[WHAT TO DO]
**a.** Rewrite the stretch of the filter thread from "# Recommend a" through "pipes to it.", putting "external diffuser" in place of "inline diffuser".
**b.** In the filter thread, which filter does DavidW recommend for a 300 litre tank?

[QUOTED PASSAGE]
# Recommend a single filter for 300L tank!



## Chrispowell (11 Jul 2016)

hi all, need some help on deciding which filter to buy for my new tank..?

I have a aps2000 Lph sat in the shed but didn't know if this is worth touching or I should get a new filter to give me closer to the 10x turn over??

Only requirements is that I could attach an inline diffuser and Lilly pipes to it. 

Thanks


----------



## Chris Jackson (11 Jul 2016)

If you have space for 2 filters I suggest you go with that option. Use what you've got and top up with something else, then you have a cushion in case of a failure and you don't have to spend as much or have a redundant filter sat in a shed


----------



## DavidW (11 Jul 2016)

The best external filter I've ever had has been the JBL e1501, it's what I use on my 190 litre tank which has discus. For a 300 litre I recommend the e1901, if you want something more powerful you could go with 2 x e1501 or the Fluval FX6


----------



## ian_m (12 Jul 2016)

Two JBL e1501 would do the job @ 20W each that's is £53 a year running cost (@ 15p / KWhr) and give 2800l/hr flow rate, so nearly x10 tank volume.

[RECORD LIST]

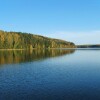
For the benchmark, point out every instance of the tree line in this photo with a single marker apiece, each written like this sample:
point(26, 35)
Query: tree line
point(19, 40)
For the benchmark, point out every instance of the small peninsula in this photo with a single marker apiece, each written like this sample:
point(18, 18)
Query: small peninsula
point(19, 40)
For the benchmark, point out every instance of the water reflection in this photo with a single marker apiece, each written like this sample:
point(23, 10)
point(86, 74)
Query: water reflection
point(8, 57)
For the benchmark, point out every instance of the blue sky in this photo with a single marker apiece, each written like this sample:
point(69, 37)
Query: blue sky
point(72, 20)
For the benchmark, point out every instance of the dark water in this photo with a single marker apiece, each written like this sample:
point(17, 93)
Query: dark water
point(50, 75)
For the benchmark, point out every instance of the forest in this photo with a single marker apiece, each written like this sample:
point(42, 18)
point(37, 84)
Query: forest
point(19, 40)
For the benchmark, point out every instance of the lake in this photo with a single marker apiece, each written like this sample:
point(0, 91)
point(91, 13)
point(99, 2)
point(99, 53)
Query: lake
point(50, 74)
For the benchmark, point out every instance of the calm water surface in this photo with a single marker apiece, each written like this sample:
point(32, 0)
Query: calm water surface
point(50, 75)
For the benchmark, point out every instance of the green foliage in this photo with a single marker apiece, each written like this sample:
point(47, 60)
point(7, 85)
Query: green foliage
point(18, 40)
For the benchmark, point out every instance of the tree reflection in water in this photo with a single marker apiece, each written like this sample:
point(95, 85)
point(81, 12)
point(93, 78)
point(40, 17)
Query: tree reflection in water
point(19, 56)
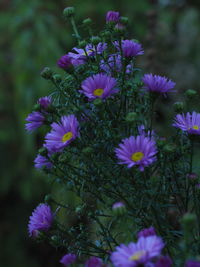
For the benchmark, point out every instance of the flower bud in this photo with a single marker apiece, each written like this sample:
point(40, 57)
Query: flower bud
point(46, 73)
point(131, 116)
point(97, 102)
point(190, 93)
point(124, 20)
point(178, 106)
point(57, 78)
point(119, 208)
point(95, 40)
point(82, 44)
point(87, 22)
point(43, 151)
point(88, 150)
point(47, 198)
point(69, 12)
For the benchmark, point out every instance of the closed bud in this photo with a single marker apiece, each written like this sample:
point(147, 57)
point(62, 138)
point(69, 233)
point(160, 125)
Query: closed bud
point(87, 22)
point(57, 78)
point(36, 107)
point(95, 40)
point(69, 12)
point(119, 209)
point(97, 102)
point(88, 150)
point(131, 116)
point(178, 106)
point(190, 93)
point(46, 73)
point(82, 44)
point(124, 20)
point(47, 198)
point(43, 151)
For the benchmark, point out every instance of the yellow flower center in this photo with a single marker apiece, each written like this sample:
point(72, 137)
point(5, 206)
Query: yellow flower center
point(67, 137)
point(137, 255)
point(195, 127)
point(137, 156)
point(98, 92)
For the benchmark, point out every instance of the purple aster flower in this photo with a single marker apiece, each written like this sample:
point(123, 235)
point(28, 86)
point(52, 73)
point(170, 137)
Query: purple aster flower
point(64, 62)
point(164, 261)
point(98, 86)
point(135, 254)
point(146, 232)
point(94, 262)
point(139, 150)
point(81, 54)
point(112, 16)
point(35, 120)
point(130, 48)
point(45, 102)
point(41, 161)
point(192, 263)
point(62, 134)
point(189, 123)
point(114, 63)
point(41, 220)
point(68, 259)
point(157, 84)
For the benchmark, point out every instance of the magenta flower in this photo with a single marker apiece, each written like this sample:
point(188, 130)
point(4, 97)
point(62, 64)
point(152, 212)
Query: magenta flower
point(45, 102)
point(157, 84)
point(98, 86)
point(112, 16)
point(189, 123)
point(135, 254)
point(35, 120)
point(192, 263)
point(68, 259)
point(64, 62)
point(41, 161)
point(130, 48)
point(139, 150)
point(146, 232)
point(164, 261)
point(41, 220)
point(62, 133)
point(94, 262)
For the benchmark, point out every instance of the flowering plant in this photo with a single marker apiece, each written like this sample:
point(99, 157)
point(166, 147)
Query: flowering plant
point(102, 144)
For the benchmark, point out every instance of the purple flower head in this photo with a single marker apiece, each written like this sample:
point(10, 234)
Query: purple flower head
point(130, 48)
point(64, 62)
point(118, 205)
point(164, 261)
point(114, 63)
point(157, 84)
point(146, 232)
point(35, 120)
point(68, 259)
point(142, 252)
point(62, 133)
point(94, 262)
point(45, 102)
point(139, 150)
point(98, 86)
point(41, 220)
point(41, 161)
point(89, 51)
point(192, 263)
point(112, 16)
point(189, 123)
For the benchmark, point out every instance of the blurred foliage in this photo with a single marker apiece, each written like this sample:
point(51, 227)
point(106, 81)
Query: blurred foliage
point(34, 35)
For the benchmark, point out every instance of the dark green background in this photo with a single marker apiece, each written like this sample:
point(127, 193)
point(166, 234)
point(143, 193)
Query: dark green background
point(34, 35)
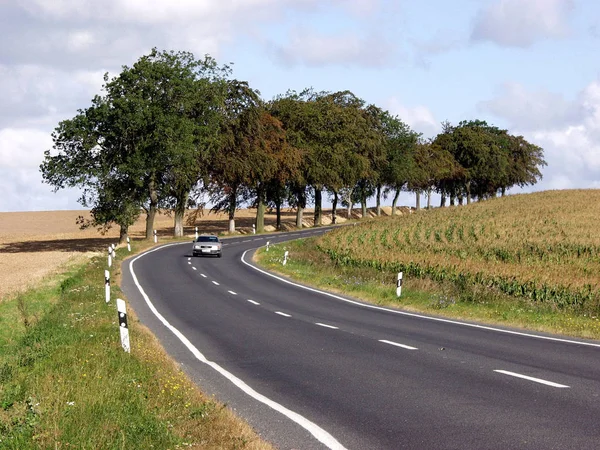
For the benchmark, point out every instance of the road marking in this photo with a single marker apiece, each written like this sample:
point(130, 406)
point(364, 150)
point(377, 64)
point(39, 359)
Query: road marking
point(327, 326)
point(318, 433)
point(536, 380)
point(407, 347)
point(419, 316)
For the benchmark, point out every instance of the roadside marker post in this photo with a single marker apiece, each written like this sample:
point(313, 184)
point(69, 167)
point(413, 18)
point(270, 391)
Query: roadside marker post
point(399, 285)
point(122, 310)
point(107, 285)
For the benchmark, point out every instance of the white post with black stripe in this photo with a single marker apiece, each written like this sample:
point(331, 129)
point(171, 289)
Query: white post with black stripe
point(399, 285)
point(107, 285)
point(123, 325)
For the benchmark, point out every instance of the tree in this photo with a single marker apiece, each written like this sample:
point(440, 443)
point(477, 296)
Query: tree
point(167, 105)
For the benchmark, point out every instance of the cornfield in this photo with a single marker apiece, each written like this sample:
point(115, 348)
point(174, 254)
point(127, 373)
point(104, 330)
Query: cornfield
point(543, 246)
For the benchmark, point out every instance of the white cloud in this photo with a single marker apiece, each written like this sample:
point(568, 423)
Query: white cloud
point(530, 110)
point(313, 48)
point(568, 131)
point(419, 118)
point(520, 23)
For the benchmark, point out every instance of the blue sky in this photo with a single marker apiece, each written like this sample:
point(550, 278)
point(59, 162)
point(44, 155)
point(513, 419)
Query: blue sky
point(527, 65)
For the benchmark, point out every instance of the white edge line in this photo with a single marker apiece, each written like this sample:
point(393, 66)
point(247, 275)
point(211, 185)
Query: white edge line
point(404, 313)
point(319, 433)
point(326, 326)
point(536, 380)
point(407, 347)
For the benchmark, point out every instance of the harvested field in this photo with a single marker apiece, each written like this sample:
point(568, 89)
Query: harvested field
point(36, 244)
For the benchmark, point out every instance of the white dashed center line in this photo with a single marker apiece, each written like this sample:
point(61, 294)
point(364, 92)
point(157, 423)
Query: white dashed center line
point(407, 347)
point(535, 380)
point(327, 326)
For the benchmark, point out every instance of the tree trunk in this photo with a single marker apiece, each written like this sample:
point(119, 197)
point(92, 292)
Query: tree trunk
point(300, 209)
point(318, 206)
point(260, 209)
point(334, 208)
point(151, 214)
point(350, 204)
point(232, 207)
point(179, 215)
point(363, 206)
point(278, 213)
point(395, 201)
point(123, 231)
point(468, 193)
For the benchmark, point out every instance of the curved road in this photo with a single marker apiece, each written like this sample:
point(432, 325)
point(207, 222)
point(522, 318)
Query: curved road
point(310, 370)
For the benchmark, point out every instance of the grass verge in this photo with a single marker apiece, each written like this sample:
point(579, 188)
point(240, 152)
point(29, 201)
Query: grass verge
point(65, 381)
point(308, 265)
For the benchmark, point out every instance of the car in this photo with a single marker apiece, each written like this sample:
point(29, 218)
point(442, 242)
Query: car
point(207, 244)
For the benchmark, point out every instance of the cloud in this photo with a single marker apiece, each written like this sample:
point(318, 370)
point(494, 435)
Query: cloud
point(521, 23)
point(568, 131)
point(419, 118)
point(532, 110)
point(317, 49)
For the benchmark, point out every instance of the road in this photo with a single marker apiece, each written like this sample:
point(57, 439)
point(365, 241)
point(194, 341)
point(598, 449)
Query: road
point(309, 370)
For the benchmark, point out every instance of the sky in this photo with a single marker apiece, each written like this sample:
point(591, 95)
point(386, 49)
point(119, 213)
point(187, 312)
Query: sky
point(529, 66)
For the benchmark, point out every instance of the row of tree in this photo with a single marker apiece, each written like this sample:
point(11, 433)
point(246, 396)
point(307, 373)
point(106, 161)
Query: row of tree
point(171, 129)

[ANSWERS PROVIDED]
**a.**
# Recommend a single filter for 300L tank!



## Chrispowell (11 Jul 2016)

hi all, need some help on deciding which filter to buy for my new tank..?

I have a aps2000 Lph sat in the shed but didn't know if this is worth touching or I should get a new filter to give me closer to the 10x turn over??

Only requirements is that I could attach an external diffuser and Lilly pipes to it.

**b.** The JBL e1901.